Reproduce every line of the records between the lines holding "Rules. Find each instance of the blue sky" and "point(267, 113)", inclusive, and raise each coordinate in the answer points by 106. Leave the points listed after "Follow this form:" unchanged.

——

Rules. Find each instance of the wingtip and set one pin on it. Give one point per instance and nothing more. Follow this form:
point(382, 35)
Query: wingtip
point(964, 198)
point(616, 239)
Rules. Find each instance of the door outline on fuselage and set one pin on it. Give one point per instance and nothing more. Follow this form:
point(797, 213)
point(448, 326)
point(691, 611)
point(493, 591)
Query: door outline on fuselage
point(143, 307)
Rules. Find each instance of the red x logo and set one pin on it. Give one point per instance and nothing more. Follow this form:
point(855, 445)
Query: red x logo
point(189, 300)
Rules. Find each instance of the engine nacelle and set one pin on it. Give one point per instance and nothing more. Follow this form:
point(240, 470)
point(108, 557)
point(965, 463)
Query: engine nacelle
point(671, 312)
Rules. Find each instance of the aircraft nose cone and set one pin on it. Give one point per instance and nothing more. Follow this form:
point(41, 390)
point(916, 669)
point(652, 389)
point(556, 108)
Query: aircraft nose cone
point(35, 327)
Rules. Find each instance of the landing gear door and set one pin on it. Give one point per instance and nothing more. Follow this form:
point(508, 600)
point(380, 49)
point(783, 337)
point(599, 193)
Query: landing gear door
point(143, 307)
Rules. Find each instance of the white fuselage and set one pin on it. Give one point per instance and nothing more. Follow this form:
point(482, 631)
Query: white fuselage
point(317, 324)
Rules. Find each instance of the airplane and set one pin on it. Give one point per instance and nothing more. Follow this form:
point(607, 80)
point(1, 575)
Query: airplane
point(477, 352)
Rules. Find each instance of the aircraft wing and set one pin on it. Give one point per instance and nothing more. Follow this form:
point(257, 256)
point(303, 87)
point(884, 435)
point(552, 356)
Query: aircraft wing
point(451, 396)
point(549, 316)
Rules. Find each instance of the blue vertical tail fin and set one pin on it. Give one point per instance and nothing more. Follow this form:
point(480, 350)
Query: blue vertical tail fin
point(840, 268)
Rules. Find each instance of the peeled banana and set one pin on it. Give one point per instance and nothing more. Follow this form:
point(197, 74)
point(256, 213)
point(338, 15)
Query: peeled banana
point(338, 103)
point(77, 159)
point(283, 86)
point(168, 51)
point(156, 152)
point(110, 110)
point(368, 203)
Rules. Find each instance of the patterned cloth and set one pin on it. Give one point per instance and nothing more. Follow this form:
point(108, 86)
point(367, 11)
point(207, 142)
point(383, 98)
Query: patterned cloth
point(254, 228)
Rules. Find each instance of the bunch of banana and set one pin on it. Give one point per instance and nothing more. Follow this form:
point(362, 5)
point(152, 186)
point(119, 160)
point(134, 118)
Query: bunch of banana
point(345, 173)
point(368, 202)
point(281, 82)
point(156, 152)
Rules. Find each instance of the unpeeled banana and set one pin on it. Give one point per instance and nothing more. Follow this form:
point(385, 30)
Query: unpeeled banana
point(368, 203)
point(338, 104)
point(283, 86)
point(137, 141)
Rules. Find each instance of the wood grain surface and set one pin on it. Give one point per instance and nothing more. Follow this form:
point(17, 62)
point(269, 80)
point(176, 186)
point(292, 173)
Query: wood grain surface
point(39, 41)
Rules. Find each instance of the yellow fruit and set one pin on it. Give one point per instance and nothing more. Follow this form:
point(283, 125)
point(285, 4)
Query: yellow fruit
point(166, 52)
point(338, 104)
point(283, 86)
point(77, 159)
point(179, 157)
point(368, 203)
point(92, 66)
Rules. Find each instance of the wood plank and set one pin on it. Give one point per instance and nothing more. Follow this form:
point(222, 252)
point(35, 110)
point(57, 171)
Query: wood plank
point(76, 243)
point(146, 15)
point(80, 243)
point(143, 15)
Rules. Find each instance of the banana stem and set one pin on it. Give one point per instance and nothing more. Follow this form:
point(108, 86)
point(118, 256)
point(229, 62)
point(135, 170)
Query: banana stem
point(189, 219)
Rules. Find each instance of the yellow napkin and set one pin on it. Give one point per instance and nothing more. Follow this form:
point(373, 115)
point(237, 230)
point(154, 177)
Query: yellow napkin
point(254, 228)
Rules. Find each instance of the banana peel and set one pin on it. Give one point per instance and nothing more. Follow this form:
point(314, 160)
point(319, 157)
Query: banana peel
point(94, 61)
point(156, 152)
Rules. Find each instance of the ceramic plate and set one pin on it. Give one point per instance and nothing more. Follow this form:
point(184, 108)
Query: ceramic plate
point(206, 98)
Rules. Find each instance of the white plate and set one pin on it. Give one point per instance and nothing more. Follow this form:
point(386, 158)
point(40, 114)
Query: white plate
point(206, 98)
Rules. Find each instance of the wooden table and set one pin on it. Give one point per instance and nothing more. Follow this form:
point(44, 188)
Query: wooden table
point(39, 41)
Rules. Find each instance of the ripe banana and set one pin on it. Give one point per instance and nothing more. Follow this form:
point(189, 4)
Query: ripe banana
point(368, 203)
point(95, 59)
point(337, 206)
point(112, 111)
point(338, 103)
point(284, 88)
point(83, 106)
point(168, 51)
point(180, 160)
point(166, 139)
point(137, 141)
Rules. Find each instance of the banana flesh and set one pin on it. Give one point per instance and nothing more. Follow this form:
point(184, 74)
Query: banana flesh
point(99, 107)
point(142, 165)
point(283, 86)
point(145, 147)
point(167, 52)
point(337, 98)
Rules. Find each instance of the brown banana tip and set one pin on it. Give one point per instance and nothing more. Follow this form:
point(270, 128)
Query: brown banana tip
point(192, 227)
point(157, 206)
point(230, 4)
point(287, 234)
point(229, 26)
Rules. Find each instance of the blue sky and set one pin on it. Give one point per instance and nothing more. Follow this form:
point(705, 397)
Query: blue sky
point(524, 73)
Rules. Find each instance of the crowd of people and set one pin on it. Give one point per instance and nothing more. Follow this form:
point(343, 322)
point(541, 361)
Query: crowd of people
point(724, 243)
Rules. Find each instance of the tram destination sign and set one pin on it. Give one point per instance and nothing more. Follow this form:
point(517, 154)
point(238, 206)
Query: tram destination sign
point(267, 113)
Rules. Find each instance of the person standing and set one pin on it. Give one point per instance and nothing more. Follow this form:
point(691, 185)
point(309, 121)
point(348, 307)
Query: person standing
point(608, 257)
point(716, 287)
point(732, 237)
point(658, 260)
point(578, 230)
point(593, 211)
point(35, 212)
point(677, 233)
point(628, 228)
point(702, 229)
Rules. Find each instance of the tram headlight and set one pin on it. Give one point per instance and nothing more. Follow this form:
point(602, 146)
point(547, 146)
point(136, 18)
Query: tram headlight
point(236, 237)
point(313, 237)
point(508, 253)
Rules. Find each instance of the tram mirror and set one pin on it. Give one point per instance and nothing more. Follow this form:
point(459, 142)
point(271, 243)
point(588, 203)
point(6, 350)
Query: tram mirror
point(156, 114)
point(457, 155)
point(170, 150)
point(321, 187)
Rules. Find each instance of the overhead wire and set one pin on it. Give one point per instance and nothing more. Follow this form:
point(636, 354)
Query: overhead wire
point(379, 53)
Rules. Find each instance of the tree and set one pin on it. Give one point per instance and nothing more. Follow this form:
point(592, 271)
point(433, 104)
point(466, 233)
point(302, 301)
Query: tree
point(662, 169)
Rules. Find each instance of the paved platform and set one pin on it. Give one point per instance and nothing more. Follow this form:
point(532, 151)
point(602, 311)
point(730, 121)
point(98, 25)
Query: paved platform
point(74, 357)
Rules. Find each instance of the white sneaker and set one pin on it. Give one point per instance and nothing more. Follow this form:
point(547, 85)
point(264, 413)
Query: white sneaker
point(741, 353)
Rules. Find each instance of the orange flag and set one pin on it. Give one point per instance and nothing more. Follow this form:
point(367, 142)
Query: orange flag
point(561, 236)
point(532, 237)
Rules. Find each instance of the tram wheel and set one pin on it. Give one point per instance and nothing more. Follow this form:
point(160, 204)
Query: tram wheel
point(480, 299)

——

The solution:
Rules. Find each instance of the blue sky and set one pin on it. Give one point per instance and nothing more. Follow this form:
point(705, 397)
Query: blue sky
point(630, 179)
Rules. Find each instance of the crowd of people and set one pin on it. Give one point per instance and nothing more. Follow this form:
point(343, 322)
point(541, 361)
Query: crowd of people
point(830, 349)
Rules. Find each instance of the tram destination sign and set one pin on it. Give one point per instance and nothing more. Follow this form:
point(517, 154)
point(238, 206)
Query: tram destination sign
point(373, 219)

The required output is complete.